Your answer should be one number: the count of lines in the records that include the word "mountain".

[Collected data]
---+---

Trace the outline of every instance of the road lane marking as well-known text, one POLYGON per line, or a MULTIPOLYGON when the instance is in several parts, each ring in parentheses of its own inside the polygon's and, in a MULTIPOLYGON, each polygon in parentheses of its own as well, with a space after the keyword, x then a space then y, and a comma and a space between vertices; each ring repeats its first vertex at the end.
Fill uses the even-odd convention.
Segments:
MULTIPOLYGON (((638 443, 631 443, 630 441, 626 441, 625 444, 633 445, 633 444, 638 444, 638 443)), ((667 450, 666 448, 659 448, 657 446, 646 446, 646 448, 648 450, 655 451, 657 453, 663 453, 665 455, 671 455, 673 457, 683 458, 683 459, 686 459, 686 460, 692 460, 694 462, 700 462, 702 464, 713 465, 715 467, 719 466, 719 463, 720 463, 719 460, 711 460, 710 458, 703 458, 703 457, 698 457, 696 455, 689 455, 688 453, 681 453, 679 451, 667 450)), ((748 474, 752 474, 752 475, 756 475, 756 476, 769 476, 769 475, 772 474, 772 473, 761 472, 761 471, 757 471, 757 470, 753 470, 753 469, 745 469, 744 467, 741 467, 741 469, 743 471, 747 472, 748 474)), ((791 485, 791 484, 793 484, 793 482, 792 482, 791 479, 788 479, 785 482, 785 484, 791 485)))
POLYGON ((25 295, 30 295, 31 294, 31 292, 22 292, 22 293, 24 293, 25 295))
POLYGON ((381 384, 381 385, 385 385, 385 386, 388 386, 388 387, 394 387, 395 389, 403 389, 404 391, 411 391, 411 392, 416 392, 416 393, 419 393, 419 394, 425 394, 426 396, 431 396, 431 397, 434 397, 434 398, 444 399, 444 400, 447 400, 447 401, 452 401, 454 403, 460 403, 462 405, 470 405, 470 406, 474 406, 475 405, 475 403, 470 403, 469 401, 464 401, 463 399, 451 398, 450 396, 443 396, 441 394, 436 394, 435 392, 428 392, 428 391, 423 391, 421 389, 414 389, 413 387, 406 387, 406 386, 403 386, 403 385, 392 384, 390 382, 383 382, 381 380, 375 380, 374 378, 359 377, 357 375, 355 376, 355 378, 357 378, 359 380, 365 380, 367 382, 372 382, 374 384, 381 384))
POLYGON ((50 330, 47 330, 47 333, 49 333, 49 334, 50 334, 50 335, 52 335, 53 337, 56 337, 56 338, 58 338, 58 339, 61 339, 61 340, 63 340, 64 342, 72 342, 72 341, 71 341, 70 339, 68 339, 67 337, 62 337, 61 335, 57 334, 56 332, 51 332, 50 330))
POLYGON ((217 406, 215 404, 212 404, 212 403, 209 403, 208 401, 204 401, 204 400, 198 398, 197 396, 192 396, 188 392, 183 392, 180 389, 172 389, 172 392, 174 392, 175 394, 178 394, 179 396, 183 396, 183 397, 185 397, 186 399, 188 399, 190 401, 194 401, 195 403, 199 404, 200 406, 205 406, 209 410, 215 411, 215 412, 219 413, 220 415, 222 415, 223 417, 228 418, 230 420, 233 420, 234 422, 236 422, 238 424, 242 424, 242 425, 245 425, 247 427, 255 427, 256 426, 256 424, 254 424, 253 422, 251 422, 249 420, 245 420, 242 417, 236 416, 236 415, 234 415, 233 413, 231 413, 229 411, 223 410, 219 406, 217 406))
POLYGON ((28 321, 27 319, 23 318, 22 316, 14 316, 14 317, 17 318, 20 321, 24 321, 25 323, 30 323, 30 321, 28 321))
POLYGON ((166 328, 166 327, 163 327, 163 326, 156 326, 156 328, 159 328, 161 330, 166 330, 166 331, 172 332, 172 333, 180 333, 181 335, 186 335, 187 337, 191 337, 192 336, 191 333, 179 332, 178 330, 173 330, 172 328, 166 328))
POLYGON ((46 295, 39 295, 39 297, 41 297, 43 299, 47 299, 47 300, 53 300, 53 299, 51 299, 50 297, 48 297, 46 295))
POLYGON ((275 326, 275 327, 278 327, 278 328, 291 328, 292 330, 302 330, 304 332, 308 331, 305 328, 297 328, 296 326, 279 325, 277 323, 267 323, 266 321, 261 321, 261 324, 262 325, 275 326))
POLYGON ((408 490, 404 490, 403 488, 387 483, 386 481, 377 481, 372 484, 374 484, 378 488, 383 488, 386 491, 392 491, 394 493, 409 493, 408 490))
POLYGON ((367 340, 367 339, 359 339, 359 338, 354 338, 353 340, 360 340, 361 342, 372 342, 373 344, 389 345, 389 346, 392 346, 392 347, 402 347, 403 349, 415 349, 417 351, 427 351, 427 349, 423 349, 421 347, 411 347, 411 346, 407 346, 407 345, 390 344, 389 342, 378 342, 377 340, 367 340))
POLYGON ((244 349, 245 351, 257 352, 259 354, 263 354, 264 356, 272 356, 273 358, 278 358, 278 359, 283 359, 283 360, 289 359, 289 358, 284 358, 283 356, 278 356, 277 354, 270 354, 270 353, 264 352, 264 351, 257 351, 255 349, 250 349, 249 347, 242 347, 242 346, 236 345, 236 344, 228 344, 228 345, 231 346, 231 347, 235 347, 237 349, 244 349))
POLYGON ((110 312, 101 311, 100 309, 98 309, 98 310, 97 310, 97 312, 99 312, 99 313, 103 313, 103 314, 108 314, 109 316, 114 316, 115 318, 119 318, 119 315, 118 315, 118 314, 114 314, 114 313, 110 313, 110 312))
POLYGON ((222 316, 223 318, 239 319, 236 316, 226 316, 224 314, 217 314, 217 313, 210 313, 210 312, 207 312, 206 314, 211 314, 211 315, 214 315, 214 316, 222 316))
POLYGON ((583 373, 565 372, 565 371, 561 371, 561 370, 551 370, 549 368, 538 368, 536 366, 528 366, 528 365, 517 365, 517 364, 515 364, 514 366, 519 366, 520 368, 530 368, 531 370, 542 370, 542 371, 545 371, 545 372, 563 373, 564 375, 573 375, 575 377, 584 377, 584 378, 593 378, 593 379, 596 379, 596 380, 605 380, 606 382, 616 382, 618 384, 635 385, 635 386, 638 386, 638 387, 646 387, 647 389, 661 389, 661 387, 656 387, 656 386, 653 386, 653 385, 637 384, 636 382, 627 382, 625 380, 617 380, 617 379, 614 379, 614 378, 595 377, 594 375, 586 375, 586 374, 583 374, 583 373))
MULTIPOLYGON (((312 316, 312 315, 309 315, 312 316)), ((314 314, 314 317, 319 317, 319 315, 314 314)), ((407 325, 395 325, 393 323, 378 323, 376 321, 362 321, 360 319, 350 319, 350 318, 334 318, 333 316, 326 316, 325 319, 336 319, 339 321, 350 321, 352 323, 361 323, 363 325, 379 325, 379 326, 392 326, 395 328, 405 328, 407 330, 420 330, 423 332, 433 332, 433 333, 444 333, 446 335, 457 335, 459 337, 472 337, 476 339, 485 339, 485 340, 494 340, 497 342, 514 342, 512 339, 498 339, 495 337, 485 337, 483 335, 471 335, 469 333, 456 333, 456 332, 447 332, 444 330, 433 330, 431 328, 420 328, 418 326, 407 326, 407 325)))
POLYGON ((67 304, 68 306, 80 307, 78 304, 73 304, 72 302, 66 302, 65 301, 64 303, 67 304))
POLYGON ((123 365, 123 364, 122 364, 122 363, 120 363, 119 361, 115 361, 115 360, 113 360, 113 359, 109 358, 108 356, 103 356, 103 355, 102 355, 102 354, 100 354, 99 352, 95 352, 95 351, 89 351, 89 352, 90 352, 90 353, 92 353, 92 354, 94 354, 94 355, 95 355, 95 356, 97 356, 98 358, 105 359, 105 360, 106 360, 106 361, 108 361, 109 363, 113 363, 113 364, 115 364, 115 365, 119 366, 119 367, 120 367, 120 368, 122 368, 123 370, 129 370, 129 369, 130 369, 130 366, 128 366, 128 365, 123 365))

---+---

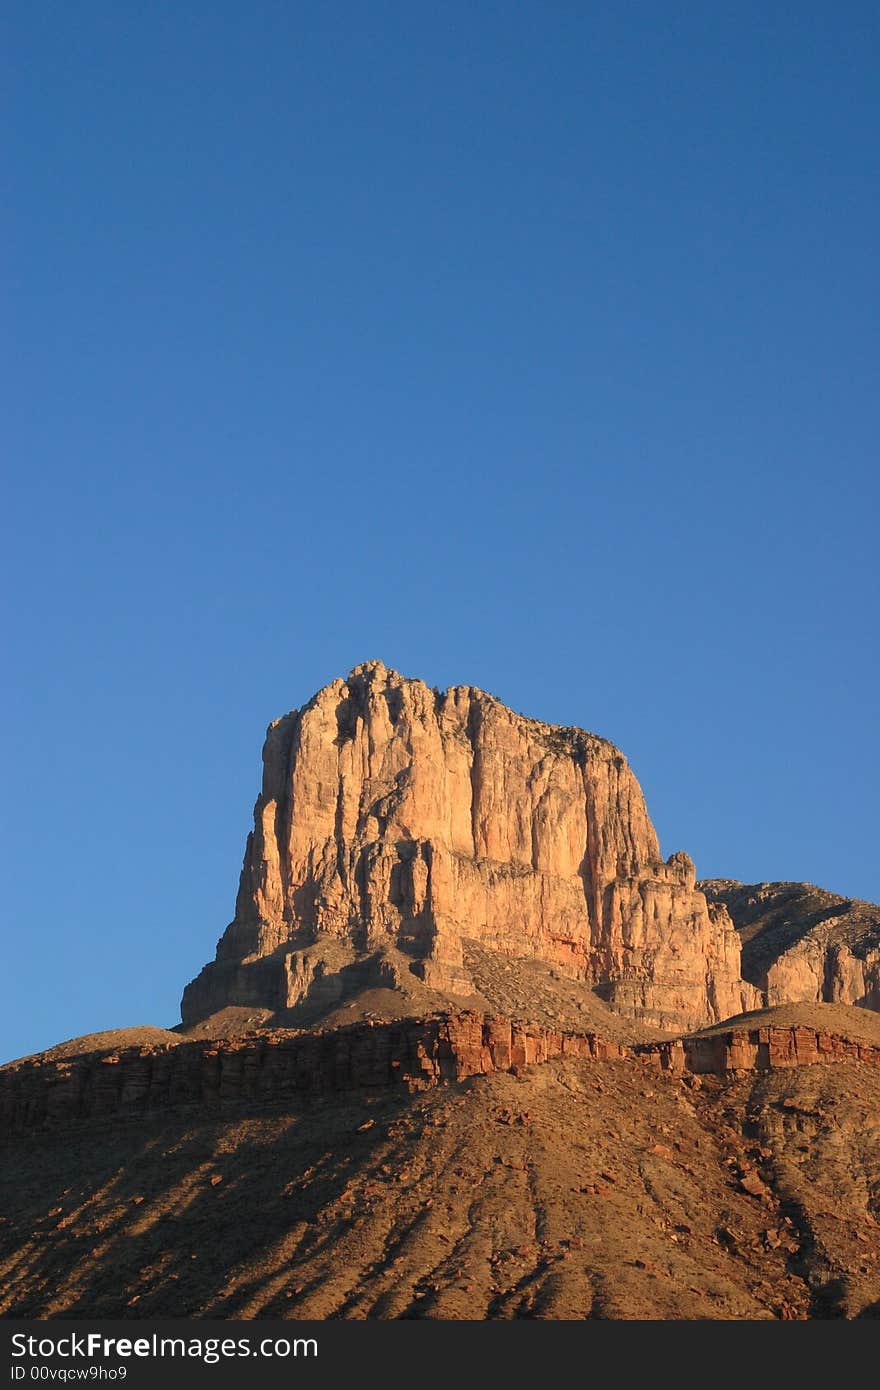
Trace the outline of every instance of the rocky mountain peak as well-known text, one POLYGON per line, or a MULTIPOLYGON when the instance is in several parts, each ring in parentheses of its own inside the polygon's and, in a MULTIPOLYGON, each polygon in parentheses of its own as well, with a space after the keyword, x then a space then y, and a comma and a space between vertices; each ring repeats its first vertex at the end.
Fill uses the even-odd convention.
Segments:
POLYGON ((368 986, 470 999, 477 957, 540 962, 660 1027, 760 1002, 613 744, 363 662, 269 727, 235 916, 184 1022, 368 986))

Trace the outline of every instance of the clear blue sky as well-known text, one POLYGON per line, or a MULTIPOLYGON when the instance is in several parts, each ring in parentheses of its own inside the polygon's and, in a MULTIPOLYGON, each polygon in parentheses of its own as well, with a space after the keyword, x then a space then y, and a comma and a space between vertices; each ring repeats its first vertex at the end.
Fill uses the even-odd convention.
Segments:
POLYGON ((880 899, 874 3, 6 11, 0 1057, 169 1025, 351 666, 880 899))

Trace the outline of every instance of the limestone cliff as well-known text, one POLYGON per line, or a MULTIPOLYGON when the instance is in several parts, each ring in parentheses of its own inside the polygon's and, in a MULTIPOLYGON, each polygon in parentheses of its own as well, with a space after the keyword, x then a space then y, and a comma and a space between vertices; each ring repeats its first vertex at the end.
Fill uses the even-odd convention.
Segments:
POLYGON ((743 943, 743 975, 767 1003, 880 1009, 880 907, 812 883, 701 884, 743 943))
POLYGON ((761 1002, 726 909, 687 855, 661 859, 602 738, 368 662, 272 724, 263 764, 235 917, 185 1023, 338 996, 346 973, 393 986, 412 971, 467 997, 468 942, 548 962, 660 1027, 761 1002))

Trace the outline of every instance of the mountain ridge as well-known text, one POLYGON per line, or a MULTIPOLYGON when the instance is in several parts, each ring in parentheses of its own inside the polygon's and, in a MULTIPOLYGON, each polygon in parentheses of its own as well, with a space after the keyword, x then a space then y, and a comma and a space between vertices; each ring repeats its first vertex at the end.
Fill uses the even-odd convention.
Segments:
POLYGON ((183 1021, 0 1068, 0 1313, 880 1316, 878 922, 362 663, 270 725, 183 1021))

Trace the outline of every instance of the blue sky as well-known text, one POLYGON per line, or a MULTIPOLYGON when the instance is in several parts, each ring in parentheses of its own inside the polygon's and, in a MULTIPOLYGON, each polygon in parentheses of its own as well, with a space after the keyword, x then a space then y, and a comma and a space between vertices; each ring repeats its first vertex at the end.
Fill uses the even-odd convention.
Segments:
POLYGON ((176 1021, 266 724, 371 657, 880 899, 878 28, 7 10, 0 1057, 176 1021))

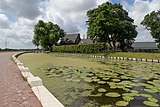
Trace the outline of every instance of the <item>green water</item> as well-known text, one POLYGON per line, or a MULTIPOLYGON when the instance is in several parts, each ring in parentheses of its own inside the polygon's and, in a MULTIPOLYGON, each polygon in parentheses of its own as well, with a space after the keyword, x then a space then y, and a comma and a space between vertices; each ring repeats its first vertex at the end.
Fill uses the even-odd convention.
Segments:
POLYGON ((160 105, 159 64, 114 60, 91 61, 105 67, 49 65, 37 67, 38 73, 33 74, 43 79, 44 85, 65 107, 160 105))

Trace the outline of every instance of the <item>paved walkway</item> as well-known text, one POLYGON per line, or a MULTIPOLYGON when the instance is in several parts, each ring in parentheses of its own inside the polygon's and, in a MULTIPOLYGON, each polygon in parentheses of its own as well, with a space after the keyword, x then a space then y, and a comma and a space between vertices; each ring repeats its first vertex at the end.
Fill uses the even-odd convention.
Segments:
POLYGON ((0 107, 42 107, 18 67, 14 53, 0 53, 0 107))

---+---

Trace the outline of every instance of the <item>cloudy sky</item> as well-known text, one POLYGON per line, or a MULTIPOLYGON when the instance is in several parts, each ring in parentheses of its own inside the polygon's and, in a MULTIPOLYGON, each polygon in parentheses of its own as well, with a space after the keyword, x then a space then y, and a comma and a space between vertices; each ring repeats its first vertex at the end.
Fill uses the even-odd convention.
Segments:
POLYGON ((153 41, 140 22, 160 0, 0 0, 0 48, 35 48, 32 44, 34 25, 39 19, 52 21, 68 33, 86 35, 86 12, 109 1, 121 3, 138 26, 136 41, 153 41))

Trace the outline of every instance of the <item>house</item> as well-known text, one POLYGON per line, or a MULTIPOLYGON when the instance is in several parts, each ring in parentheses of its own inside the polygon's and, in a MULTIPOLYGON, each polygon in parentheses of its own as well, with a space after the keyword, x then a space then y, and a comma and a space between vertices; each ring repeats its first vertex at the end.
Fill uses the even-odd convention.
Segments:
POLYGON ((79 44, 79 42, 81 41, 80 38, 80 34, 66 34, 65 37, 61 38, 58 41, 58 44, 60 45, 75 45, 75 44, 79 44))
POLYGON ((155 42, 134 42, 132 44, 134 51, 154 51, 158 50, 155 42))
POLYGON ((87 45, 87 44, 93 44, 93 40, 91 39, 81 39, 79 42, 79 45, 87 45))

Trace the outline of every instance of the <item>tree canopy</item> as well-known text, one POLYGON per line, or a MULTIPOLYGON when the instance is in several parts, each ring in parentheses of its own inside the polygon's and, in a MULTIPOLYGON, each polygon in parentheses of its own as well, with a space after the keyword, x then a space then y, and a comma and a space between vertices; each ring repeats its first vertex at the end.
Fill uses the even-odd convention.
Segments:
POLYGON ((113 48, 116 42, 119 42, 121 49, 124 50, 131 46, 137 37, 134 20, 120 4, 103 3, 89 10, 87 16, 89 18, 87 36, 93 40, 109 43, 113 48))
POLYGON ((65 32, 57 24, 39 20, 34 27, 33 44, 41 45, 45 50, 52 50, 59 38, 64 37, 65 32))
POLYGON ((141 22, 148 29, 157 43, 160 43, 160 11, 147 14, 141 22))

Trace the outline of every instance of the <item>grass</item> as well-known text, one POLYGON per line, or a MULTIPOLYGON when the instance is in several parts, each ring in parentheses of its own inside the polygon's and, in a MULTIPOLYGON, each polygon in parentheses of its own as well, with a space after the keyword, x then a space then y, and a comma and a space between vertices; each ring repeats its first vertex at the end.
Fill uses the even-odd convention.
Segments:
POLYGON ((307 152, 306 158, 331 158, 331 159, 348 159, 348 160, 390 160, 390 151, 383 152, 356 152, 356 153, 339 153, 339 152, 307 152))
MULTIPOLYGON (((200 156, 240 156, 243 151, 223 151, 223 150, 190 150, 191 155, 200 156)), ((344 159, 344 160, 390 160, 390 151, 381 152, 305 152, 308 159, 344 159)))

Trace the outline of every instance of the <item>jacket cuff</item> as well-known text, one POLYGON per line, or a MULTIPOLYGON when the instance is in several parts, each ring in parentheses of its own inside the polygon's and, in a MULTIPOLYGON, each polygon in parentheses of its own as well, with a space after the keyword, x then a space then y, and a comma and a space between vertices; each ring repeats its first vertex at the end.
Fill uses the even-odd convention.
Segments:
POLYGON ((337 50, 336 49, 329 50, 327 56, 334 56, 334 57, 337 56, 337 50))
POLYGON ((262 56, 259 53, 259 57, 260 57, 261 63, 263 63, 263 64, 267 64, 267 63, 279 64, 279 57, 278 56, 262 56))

---+---

- **Answer to the exercise**
2